Go to the line containing "Shelf-audit ticket. Put a marker on every instance of the side" in the records below. Repeat it and the lines after it exactly, all the way to the end.

*** DATA FOR THE TASK

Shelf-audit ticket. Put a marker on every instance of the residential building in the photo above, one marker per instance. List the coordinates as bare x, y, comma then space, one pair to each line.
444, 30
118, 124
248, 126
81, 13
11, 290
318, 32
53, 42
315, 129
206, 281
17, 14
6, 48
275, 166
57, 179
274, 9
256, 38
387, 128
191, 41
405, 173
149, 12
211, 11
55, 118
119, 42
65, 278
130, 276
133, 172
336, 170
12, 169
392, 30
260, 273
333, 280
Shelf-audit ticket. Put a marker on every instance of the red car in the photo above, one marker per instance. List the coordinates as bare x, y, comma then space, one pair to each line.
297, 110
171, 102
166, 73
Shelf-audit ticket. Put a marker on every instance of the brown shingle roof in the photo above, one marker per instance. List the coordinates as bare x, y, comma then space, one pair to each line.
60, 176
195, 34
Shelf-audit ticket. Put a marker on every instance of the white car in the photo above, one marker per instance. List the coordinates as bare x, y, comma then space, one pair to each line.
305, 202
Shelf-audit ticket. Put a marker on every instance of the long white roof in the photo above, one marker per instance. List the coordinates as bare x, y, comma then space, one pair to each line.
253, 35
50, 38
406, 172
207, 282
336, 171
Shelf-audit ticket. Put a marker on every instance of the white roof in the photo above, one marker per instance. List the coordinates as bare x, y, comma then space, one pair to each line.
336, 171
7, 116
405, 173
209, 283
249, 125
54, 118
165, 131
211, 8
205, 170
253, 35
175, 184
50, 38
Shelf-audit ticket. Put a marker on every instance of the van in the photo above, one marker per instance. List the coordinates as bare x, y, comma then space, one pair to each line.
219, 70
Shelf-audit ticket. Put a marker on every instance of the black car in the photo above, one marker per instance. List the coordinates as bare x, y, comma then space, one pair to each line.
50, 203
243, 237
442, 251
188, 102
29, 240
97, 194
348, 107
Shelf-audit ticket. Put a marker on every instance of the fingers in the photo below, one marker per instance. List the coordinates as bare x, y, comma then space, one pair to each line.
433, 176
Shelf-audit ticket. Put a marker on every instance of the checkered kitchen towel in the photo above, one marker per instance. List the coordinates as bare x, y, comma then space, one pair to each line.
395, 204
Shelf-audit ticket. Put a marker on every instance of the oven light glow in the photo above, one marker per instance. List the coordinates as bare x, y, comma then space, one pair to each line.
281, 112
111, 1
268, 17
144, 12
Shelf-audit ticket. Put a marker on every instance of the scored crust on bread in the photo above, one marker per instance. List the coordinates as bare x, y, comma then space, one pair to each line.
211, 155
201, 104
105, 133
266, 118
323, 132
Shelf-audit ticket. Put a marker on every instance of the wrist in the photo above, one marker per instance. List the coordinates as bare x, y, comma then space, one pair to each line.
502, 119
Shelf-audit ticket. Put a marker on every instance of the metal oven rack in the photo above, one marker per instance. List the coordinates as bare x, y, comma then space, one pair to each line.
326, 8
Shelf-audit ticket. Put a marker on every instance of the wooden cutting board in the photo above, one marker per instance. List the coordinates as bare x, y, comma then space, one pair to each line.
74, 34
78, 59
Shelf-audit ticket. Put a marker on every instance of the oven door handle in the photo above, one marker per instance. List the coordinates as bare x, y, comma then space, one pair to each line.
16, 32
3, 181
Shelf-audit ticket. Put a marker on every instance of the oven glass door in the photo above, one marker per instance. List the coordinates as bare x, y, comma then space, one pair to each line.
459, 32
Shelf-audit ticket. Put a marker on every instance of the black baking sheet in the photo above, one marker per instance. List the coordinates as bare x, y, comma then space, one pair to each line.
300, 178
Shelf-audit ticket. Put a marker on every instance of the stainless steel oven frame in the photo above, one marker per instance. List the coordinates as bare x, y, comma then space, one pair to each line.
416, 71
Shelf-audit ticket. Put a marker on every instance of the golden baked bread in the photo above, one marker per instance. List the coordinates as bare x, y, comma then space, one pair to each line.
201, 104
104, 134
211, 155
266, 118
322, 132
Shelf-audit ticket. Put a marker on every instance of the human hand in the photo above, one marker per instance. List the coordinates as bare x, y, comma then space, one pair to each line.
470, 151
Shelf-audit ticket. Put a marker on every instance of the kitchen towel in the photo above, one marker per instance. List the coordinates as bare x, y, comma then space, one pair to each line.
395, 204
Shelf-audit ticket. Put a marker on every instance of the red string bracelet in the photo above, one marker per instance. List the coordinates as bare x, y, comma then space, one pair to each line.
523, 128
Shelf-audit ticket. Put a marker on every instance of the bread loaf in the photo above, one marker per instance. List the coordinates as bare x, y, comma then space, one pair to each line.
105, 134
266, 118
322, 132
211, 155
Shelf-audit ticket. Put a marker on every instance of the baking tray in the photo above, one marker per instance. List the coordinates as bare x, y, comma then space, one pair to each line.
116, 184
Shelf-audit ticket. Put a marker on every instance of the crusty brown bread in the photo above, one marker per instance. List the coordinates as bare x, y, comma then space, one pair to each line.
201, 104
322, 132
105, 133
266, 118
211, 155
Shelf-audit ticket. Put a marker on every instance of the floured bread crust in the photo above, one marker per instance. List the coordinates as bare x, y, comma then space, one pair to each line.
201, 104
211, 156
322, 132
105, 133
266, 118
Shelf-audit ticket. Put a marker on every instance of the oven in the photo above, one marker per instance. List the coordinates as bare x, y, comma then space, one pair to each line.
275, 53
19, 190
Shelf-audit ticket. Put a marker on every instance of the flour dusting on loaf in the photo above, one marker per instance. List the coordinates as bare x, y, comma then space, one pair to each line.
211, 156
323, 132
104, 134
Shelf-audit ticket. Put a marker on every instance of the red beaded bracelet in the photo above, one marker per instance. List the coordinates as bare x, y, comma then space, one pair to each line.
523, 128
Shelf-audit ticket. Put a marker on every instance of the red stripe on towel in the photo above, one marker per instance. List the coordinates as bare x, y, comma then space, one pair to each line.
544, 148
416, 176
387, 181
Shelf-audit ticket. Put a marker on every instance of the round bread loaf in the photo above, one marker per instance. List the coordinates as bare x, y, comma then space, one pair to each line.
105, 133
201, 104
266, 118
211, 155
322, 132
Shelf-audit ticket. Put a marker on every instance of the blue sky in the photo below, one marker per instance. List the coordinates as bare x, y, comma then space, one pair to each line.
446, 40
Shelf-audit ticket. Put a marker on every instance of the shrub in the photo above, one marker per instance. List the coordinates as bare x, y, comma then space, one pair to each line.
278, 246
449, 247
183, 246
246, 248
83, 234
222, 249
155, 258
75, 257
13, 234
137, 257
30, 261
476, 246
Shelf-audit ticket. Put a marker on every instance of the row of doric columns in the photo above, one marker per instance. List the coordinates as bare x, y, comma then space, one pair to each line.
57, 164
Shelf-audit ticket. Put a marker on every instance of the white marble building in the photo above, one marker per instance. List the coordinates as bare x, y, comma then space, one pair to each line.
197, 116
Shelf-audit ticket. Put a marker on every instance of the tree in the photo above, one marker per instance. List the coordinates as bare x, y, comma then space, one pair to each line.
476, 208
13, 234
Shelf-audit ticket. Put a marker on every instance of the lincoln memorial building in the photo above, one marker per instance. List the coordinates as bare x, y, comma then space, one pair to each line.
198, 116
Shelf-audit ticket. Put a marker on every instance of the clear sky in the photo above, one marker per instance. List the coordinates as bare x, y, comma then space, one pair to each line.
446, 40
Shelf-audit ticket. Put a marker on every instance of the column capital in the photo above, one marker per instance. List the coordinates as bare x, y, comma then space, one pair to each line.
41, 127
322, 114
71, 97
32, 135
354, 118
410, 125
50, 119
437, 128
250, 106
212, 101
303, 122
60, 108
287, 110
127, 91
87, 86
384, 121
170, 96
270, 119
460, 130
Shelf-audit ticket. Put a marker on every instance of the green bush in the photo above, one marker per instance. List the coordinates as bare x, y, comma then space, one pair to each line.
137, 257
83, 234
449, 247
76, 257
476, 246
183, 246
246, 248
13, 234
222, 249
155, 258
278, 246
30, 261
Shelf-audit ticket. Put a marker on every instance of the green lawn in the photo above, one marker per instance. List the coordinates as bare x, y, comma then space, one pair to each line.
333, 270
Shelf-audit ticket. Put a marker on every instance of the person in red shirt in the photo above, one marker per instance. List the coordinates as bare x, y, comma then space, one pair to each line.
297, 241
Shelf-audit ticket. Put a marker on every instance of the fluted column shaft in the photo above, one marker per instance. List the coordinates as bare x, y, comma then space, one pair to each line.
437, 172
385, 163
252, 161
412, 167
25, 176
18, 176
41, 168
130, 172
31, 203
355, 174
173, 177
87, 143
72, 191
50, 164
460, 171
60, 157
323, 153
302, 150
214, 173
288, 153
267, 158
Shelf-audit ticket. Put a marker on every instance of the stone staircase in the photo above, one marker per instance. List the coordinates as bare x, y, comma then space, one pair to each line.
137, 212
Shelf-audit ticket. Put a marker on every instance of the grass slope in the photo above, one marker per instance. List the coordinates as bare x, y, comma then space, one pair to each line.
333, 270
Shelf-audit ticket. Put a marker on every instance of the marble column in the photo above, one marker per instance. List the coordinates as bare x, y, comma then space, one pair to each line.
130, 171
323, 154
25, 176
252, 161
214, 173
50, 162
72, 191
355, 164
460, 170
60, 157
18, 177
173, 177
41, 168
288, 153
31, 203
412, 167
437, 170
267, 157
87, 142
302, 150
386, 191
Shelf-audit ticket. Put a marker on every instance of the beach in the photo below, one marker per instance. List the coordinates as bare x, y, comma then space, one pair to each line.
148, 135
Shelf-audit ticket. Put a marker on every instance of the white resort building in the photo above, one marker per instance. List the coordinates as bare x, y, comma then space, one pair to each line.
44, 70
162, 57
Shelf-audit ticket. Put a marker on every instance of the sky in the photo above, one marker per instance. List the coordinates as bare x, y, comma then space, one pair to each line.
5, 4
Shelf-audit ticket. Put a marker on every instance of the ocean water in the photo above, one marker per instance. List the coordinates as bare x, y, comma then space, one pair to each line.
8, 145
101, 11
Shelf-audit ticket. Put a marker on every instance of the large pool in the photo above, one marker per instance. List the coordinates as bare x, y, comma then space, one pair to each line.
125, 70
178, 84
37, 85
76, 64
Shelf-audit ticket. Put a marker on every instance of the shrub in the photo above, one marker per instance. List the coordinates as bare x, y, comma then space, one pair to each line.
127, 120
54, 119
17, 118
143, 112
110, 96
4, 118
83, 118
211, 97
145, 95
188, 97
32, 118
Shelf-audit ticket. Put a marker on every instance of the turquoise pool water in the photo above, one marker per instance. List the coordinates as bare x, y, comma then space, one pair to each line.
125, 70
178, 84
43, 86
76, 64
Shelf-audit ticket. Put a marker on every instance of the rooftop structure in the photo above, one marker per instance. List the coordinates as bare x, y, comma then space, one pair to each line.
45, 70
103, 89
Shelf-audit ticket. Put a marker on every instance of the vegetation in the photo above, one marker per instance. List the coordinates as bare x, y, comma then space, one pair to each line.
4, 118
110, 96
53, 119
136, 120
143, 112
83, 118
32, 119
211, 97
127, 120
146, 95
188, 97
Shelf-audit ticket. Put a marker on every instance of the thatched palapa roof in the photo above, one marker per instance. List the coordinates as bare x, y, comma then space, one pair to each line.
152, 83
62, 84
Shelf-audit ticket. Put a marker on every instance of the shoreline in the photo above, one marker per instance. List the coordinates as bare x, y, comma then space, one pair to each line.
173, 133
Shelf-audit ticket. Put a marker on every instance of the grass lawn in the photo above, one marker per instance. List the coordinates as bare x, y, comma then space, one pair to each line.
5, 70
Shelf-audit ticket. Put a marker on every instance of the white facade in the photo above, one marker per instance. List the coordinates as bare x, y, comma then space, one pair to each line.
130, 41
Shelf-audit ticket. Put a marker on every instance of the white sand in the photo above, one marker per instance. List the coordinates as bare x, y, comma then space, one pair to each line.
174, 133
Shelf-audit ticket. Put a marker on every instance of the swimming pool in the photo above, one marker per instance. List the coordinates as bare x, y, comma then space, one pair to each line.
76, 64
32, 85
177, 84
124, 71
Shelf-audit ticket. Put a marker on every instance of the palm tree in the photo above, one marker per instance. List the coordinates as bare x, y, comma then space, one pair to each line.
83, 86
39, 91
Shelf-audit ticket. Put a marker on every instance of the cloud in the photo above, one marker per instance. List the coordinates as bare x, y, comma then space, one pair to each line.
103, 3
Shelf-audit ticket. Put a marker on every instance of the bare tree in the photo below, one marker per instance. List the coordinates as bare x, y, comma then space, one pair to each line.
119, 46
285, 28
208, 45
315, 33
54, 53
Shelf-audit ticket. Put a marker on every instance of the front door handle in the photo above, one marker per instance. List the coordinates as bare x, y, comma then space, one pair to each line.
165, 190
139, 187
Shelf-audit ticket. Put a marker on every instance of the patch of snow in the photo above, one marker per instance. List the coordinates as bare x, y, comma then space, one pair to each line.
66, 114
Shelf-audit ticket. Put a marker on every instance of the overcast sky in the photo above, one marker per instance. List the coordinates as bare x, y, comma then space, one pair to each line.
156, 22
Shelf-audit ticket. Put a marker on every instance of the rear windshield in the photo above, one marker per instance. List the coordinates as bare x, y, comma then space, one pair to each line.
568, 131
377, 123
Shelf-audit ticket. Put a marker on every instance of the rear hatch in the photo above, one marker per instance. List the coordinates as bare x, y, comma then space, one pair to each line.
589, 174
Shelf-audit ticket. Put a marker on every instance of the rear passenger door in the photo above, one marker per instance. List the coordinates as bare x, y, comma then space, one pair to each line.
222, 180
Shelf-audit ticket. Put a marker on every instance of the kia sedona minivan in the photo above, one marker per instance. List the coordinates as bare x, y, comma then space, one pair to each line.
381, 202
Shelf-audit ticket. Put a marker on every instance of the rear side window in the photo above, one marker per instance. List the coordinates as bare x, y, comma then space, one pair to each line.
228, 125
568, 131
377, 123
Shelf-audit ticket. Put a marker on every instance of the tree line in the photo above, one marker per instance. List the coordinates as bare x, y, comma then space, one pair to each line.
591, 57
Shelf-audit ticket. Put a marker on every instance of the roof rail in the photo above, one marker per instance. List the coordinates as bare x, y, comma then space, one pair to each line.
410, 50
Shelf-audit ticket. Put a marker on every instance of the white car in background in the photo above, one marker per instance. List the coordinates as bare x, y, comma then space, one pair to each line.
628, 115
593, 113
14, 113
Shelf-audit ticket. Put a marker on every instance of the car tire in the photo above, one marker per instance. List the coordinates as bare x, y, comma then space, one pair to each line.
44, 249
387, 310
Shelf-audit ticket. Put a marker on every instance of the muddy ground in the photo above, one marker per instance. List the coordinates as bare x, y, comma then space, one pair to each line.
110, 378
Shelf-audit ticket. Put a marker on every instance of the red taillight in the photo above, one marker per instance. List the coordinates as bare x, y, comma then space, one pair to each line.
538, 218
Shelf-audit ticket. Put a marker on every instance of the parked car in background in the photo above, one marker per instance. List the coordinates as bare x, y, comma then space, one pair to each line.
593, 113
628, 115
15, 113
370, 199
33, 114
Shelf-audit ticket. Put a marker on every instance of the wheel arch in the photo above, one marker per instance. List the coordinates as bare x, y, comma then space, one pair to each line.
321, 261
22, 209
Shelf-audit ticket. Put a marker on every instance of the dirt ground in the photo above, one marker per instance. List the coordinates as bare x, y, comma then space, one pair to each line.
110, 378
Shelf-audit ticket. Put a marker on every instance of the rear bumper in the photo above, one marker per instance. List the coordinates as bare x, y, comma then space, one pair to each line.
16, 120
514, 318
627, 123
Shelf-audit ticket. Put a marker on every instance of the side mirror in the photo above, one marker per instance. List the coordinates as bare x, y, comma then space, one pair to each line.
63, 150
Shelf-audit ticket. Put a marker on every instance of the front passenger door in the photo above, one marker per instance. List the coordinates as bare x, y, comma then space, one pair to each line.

******

WORKED SOLUTION:
Shelf-audit ticket. Put a marker on every instance of the side mirror in the photo above, one marker per instance. List the coordinates as bare x, y, comma then space, one pair to each line.
63, 150
Shelf-audit ticket. Put a marker on every instance of the front passenger door in the photo above, one marker per instance. List the coordinates as bare x, y, comma then space, one pair to each line.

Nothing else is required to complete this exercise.